>> start Provided records

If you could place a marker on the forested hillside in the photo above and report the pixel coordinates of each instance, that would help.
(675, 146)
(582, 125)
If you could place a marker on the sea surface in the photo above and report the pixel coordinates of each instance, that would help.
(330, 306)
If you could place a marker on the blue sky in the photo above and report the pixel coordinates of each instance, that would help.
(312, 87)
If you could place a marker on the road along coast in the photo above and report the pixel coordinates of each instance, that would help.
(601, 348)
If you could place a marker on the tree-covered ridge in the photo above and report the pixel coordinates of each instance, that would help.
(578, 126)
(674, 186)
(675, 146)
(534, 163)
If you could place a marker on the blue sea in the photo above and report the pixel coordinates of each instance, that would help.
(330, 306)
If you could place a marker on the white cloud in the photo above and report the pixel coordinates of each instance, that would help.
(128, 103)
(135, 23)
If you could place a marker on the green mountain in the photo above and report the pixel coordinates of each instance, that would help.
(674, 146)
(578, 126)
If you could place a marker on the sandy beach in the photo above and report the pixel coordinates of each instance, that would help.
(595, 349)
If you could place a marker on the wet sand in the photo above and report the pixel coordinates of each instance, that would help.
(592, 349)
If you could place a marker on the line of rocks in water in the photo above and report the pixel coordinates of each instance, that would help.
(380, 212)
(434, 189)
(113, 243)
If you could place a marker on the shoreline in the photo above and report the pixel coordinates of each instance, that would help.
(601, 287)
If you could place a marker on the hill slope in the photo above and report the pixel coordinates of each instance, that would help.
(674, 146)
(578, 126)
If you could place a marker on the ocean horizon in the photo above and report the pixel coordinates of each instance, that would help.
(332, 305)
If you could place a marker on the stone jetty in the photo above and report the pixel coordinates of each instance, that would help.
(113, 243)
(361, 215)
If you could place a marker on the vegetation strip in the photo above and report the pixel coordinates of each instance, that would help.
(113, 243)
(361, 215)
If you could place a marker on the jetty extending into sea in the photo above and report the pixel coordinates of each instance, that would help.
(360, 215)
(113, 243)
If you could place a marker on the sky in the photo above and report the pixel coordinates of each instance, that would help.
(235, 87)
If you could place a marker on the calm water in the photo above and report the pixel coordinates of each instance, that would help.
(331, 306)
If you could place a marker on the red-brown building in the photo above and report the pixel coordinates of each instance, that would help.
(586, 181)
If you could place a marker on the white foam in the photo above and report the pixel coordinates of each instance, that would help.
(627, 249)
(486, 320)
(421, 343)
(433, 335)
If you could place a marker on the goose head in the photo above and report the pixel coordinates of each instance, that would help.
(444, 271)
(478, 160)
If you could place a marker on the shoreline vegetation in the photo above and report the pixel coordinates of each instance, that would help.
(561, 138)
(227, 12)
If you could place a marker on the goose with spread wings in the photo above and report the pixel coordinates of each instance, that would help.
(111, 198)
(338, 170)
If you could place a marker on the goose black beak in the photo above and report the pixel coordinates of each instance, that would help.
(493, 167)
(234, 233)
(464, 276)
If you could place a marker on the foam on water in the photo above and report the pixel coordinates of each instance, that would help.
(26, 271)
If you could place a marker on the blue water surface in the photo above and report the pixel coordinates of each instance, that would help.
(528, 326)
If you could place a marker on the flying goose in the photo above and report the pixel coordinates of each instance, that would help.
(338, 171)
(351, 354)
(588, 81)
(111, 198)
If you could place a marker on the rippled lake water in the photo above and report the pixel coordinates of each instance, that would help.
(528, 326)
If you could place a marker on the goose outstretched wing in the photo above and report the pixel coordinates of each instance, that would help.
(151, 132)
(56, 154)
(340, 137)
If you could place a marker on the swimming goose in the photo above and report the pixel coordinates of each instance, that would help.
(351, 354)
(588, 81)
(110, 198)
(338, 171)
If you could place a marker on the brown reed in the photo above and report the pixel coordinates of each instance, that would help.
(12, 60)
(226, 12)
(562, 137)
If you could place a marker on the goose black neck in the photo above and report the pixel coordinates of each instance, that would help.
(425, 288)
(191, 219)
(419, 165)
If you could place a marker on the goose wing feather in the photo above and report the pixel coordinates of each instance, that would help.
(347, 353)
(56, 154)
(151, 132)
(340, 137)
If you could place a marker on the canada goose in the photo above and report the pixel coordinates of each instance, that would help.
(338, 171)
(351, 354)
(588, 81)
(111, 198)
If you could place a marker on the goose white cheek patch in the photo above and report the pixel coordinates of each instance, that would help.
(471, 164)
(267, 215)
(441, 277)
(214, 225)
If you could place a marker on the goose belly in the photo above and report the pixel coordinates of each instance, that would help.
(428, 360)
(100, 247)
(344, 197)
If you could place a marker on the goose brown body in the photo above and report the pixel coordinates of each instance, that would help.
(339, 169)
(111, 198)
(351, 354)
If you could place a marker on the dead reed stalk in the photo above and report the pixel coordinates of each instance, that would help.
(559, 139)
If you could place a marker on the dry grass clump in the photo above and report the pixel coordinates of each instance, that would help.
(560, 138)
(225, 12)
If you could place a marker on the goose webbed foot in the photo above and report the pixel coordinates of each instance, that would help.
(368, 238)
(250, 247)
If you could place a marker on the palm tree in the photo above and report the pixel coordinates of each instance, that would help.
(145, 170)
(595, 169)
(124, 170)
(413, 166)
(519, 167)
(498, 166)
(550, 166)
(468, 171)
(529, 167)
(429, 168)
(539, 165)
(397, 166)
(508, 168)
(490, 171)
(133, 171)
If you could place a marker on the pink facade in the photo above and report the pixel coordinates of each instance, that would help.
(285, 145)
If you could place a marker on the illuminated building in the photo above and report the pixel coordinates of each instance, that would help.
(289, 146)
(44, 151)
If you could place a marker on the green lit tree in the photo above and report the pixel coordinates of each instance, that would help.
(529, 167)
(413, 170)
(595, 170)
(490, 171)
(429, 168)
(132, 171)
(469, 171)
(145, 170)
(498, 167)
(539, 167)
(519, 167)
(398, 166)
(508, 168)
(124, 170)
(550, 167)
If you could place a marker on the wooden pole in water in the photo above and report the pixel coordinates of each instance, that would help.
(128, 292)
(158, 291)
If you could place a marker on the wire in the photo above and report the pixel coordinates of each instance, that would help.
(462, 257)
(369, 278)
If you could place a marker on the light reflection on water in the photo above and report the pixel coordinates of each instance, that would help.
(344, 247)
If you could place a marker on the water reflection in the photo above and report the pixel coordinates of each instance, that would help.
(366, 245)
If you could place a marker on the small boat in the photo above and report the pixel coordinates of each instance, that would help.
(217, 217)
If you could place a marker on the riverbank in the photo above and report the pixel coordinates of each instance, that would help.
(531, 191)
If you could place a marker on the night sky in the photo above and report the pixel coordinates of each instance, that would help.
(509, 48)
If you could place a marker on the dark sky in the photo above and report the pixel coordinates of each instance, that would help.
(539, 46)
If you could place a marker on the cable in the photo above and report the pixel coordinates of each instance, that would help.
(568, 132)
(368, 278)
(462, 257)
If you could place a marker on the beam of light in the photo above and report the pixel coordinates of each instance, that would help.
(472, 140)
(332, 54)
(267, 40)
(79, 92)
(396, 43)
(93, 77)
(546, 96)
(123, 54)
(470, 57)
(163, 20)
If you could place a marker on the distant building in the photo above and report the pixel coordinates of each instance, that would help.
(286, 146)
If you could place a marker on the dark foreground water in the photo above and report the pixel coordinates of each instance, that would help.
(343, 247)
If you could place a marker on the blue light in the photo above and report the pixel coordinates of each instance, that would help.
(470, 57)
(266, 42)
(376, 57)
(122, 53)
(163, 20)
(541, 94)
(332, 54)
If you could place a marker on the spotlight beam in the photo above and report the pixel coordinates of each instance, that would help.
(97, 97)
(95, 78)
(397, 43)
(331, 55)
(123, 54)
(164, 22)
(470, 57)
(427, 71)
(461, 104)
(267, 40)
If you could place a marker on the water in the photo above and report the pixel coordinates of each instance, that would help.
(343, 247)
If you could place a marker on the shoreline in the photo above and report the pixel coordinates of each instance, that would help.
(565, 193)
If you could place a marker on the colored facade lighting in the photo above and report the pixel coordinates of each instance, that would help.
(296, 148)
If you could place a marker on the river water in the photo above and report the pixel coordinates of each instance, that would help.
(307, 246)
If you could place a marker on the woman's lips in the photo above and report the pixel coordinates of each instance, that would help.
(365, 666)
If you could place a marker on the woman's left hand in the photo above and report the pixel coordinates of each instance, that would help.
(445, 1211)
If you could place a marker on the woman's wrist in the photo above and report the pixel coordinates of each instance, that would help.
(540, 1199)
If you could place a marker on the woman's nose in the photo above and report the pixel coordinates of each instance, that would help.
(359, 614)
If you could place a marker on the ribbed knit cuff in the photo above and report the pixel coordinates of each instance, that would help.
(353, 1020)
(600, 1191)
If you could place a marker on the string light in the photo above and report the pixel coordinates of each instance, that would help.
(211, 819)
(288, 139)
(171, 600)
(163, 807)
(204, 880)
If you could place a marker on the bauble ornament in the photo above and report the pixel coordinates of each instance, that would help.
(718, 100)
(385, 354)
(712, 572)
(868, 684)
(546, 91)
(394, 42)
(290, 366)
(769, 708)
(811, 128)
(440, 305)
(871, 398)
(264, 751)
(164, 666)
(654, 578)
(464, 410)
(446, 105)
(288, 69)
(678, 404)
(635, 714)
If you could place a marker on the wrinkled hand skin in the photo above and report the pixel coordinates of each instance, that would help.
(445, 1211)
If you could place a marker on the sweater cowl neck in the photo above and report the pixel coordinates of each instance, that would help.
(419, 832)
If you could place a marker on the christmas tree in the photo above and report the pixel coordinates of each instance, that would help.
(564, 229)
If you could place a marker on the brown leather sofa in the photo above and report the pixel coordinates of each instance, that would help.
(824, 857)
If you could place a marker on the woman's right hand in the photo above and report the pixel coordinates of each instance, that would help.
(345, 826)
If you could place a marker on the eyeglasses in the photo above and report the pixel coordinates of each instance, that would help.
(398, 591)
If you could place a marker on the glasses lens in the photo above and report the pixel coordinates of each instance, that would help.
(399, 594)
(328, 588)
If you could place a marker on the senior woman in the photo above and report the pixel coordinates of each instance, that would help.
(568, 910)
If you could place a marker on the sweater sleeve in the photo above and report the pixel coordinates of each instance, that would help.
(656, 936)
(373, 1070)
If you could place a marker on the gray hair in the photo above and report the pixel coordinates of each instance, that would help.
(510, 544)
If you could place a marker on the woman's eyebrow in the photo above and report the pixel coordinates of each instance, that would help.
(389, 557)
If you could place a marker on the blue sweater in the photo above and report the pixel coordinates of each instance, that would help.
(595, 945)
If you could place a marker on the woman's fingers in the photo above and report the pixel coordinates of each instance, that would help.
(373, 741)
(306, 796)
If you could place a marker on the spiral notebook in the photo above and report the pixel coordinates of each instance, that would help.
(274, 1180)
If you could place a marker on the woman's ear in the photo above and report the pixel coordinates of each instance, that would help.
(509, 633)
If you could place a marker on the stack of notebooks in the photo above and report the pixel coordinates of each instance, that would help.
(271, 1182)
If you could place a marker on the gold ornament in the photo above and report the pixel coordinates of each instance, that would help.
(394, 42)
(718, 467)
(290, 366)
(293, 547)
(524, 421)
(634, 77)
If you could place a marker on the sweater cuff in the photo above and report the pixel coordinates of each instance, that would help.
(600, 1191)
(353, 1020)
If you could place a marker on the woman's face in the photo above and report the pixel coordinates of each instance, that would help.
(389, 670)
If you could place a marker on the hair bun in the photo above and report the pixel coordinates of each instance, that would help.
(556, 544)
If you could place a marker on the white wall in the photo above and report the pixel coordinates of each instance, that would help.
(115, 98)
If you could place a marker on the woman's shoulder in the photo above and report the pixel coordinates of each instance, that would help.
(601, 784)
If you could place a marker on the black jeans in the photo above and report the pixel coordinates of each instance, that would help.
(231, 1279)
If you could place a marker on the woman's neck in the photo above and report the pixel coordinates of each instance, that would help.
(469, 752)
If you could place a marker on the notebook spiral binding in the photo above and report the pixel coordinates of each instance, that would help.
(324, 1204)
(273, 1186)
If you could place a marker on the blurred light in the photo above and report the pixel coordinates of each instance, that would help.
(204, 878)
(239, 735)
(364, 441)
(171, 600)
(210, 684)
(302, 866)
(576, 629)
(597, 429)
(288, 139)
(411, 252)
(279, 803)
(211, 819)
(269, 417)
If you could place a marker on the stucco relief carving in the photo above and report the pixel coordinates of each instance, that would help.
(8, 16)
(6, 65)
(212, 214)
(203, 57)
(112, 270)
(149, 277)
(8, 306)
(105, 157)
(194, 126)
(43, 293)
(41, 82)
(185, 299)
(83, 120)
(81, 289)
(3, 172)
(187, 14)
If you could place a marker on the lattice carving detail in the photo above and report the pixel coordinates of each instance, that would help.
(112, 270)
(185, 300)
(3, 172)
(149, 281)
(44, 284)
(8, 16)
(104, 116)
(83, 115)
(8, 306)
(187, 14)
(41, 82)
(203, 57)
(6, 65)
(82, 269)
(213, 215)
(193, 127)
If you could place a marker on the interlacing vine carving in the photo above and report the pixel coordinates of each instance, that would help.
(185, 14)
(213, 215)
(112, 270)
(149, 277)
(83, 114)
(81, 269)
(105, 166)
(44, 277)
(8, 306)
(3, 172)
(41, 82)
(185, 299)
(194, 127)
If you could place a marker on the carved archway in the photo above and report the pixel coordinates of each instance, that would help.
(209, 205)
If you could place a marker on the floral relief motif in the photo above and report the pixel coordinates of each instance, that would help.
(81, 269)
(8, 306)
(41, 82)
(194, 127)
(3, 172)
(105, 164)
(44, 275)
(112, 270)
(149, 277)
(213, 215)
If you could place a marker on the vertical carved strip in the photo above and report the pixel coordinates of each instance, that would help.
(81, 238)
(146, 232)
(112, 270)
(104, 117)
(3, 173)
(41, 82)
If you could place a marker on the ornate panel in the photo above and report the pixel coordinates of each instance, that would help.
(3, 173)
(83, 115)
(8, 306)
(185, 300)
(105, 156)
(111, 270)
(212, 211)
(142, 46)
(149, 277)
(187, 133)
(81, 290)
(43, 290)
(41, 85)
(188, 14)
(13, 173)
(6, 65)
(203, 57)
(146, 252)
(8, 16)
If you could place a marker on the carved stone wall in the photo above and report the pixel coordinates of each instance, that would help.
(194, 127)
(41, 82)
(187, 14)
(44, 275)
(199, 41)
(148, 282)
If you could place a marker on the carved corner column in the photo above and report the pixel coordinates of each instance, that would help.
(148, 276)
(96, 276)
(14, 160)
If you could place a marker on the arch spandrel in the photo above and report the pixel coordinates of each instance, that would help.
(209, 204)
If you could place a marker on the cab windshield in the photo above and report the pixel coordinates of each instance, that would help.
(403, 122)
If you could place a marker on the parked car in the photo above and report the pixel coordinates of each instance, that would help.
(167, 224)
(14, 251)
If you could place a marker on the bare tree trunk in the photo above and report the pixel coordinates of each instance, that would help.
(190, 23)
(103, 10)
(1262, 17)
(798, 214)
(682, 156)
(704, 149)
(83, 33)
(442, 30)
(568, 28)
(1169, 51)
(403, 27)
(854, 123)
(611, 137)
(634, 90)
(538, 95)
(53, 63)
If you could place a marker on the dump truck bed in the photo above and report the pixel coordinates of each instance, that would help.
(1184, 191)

>> end Provided records

Set out exactly the run of lines that begins at the line holding "If you could place a marker on the parked" and ends at the last line of the data.

If you could place a marker on the parked car in the photo above and report the pixel coordinates of each instance, that would help.
(167, 224)
(14, 251)
If you could place a marker on the bare tree trunk in the photo above and report the pixel coordinates of each instance, that would help.
(190, 23)
(103, 10)
(1262, 17)
(798, 214)
(682, 156)
(704, 149)
(83, 33)
(442, 30)
(568, 28)
(1169, 51)
(403, 27)
(854, 123)
(611, 137)
(634, 90)
(538, 95)
(53, 63)
If you could place a marker on the dump truck bed in the photo above and report the pixel coordinates of each instance, that would help.
(1184, 191)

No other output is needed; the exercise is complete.